[Region pointing data]
__________
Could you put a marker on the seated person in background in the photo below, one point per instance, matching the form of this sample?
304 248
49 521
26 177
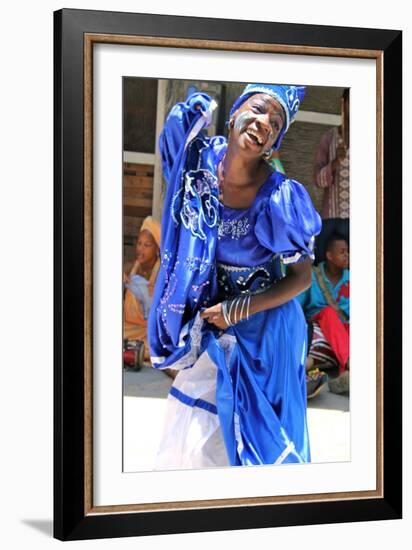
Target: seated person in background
140 284
326 308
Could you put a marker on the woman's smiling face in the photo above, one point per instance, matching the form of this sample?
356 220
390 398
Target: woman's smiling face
258 123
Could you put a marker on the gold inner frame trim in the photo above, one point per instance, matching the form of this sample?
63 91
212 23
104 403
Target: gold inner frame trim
89 40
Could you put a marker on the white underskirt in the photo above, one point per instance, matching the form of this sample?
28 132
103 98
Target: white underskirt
192 437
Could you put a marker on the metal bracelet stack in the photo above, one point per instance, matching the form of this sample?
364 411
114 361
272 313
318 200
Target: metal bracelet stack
232 306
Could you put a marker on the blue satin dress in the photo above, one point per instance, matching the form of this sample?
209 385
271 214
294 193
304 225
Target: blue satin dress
240 395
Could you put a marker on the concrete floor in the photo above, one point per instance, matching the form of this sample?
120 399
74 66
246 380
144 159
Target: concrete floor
145 395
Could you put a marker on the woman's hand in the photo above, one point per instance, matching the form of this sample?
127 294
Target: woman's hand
214 316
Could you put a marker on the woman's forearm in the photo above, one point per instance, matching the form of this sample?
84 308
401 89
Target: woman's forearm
297 281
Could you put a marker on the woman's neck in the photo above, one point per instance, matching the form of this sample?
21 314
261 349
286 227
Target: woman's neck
239 171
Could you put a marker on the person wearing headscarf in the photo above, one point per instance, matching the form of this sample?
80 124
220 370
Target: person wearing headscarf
224 315
140 282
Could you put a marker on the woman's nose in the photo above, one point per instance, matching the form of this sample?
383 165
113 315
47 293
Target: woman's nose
264 121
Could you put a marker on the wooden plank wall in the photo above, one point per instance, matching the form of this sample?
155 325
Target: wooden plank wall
137 204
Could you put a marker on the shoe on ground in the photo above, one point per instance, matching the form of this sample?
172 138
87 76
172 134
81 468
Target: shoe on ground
316 381
340 384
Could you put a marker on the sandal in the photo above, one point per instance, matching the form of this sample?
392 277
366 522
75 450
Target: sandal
316 381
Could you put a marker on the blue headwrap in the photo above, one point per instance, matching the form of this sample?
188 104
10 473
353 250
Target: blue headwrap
288 96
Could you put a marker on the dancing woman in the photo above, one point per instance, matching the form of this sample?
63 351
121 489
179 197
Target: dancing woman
223 313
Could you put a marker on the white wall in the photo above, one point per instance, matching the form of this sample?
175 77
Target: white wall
26 274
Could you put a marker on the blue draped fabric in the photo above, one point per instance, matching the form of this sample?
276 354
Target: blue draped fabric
211 252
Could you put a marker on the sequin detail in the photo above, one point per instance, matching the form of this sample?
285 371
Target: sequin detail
234 228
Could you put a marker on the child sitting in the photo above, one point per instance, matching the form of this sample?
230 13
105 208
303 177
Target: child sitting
326 308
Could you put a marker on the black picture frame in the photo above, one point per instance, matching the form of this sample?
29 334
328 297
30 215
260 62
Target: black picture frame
73 518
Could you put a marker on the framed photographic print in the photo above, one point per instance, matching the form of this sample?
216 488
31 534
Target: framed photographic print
190 394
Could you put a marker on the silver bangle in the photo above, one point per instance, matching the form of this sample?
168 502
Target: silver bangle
248 308
225 313
244 299
239 300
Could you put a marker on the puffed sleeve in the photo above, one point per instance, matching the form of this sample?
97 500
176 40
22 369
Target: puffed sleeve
185 119
288 223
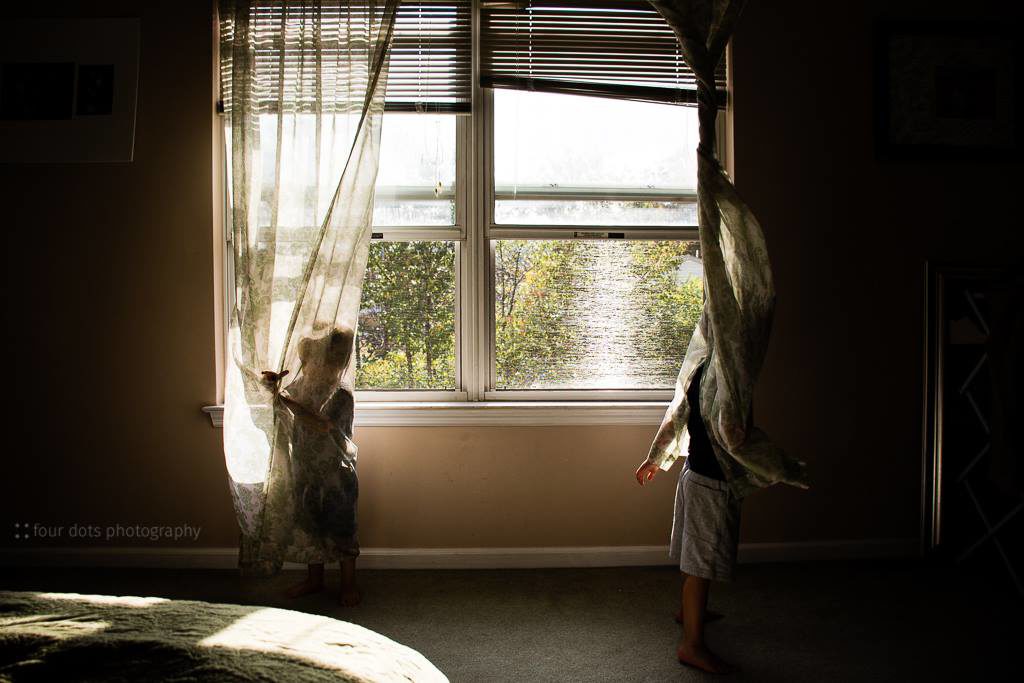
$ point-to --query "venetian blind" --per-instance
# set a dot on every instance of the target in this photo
(612, 48)
(299, 52)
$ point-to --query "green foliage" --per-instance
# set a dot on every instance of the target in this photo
(530, 307)
(407, 322)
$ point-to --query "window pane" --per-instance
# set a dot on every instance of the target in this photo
(407, 317)
(548, 145)
(554, 212)
(416, 176)
(577, 314)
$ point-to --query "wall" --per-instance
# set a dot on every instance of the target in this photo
(111, 297)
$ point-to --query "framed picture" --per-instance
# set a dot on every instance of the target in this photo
(69, 89)
(947, 91)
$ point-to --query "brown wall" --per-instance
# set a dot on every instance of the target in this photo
(112, 322)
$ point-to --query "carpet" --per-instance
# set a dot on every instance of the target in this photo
(68, 636)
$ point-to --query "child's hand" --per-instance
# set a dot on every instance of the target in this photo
(646, 471)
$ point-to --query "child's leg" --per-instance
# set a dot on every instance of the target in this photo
(692, 649)
(313, 583)
(349, 591)
(710, 614)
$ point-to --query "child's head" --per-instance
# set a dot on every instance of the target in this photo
(326, 356)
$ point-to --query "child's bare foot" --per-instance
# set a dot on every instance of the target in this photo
(305, 587)
(702, 658)
(710, 615)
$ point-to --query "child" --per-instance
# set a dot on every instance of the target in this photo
(705, 534)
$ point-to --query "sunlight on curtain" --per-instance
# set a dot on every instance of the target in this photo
(304, 97)
(732, 333)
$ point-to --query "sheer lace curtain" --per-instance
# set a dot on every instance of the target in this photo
(303, 87)
(733, 331)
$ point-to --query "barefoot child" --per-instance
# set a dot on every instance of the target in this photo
(705, 534)
(322, 461)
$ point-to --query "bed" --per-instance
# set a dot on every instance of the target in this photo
(67, 636)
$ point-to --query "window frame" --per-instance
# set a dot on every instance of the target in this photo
(475, 396)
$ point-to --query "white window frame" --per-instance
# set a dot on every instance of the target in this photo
(475, 400)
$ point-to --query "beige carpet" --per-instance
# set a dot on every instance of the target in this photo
(67, 636)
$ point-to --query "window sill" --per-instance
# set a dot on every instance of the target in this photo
(492, 413)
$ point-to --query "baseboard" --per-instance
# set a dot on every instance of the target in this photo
(460, 558)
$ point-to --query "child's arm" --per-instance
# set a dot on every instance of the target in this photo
(646, 471)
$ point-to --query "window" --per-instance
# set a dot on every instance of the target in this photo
(531, 241)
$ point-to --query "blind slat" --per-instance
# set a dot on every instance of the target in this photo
(613, 48)
(299, 53)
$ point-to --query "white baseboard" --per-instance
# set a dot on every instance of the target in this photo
(460, 558)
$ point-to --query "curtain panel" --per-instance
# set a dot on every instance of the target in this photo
(732, 334)
(306, 92)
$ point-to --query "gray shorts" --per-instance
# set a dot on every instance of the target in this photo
(705, 526)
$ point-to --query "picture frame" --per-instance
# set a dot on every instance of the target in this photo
(947, 91)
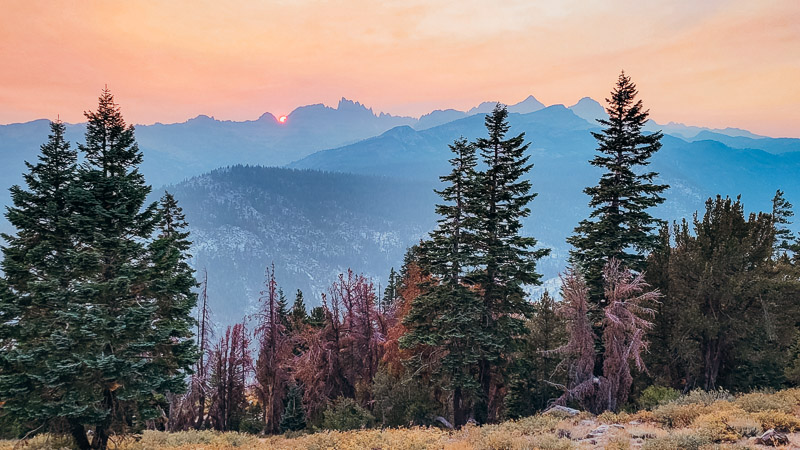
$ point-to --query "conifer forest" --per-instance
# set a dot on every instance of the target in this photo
(107, 331)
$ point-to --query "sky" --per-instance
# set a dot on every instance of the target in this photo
(701, 62)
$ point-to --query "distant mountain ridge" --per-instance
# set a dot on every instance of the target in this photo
(358, 189)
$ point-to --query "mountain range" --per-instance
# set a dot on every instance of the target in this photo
(356, 188)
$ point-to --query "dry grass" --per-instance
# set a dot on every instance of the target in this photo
(696, 421)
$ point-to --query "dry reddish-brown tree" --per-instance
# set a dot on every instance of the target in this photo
(408, 290)
(344, 354)
(274, 355)
(188, 410)
(230, 366)
(624, 325)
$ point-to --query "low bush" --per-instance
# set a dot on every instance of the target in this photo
(160, 439)
(684, 440)
(655, 396)
(675, 415)
(718, 425)
(759, 401)
(778, 420)
(345, 414)
(702, 397)
(43, 441)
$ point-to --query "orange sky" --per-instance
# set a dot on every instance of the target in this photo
(702, 62)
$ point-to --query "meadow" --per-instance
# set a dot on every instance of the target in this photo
(698, 420)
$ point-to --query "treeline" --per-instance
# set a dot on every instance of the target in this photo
(96, 330)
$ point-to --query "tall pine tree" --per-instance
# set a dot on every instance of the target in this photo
(116, 379)
(38, 266)
(442, 319)
(619, 225)
(171, 283)
(503, 260)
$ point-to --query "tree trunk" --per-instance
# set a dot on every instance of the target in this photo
(459, 415)
(482, 410)
(78, 433)
(100, 439)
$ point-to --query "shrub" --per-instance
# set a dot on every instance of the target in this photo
(702, 397)
(345, 414)
(45, 441)
(684, 440)
(718, 425)
(656, 395)
(160, 439)
(778, 420)
(619, 441)
(644, 416)
(550, 442)
(609, 417)
(676, 415)
(758, 401)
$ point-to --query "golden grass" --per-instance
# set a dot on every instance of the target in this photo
(698, 420)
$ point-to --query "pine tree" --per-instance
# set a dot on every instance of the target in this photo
(110, 334)
(732, 299)
(299, 315)
(442, 319)
(39, 269)
(171, 284)
(619, 225)
(781, 217)
(283, 310)
(527, 394)
(504, 260)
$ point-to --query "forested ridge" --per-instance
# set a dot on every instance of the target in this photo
(106, 330)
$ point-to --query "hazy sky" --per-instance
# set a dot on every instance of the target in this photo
(702, 62)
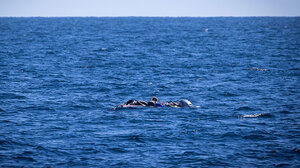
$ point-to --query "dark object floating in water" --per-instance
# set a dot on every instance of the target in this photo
(153, 102)
(257, 69)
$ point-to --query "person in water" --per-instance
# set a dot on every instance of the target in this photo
(153, 102)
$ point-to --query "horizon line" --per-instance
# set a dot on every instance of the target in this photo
(148, 16)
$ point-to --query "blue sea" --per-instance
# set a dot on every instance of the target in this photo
(61, 77)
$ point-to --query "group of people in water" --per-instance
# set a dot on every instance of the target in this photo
(153, 102)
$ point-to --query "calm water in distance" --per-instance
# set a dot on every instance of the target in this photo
(60, 77)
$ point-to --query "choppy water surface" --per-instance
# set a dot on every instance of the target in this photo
(60, 77)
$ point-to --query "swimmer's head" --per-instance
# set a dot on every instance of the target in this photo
(154, 99)
(185, 103)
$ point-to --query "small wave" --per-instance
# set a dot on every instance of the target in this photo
(11, 96)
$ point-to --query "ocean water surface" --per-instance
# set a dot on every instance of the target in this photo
(61, 77)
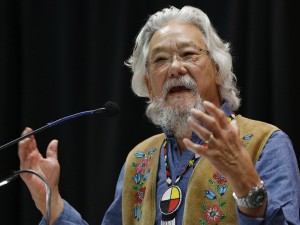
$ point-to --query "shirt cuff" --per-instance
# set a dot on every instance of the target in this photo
(68, 216)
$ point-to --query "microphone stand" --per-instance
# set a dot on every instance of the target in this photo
(48, 190)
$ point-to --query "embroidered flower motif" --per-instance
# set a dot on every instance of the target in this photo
(213, 214)
(210, 194)
(248, 137)
(141, 176)
(223, 189)
(139, 196)
(219, 178)
(142, 165)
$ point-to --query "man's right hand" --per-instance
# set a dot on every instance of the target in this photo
(48, 167)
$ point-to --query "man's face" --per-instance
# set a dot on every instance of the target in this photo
(177, 50)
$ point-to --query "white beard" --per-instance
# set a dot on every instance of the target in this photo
(173, 119)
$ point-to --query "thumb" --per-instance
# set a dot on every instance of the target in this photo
(52, 149)
(233, 123)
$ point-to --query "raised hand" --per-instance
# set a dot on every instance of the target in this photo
(48, 167)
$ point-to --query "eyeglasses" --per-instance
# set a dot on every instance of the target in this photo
(163, 60)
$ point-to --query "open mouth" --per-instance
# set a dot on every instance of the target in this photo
(178, 89)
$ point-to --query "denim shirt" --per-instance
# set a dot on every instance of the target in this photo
(277, 166)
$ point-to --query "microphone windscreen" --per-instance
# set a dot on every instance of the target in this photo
(111, 108)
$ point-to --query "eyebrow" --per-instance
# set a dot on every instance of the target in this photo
(179, 46)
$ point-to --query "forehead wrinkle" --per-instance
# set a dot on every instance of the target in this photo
(178, 45)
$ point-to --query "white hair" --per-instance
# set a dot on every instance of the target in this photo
(219, 50)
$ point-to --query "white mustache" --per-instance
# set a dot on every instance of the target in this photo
(185, 81)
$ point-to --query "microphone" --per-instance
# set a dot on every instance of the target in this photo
(109, 109)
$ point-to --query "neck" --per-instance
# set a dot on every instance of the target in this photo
(180, 143)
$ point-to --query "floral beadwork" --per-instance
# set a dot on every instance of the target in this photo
(213, 212)
(142, 172)
(245, 140)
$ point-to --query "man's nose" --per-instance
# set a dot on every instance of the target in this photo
(177, 67)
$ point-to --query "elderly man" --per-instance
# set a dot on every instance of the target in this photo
(209, 166)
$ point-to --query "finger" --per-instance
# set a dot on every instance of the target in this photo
(52, 149)
(209, 123)
(199, 130)
(197, 149)
(25, 147)
(216, 113)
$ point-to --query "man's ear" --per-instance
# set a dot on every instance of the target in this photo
(219, 81)
(149, 86)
__________
*Exercise goal*
Only a number is needed here: the count of lines above that hold the string "blind".

*Response for this exercise*
2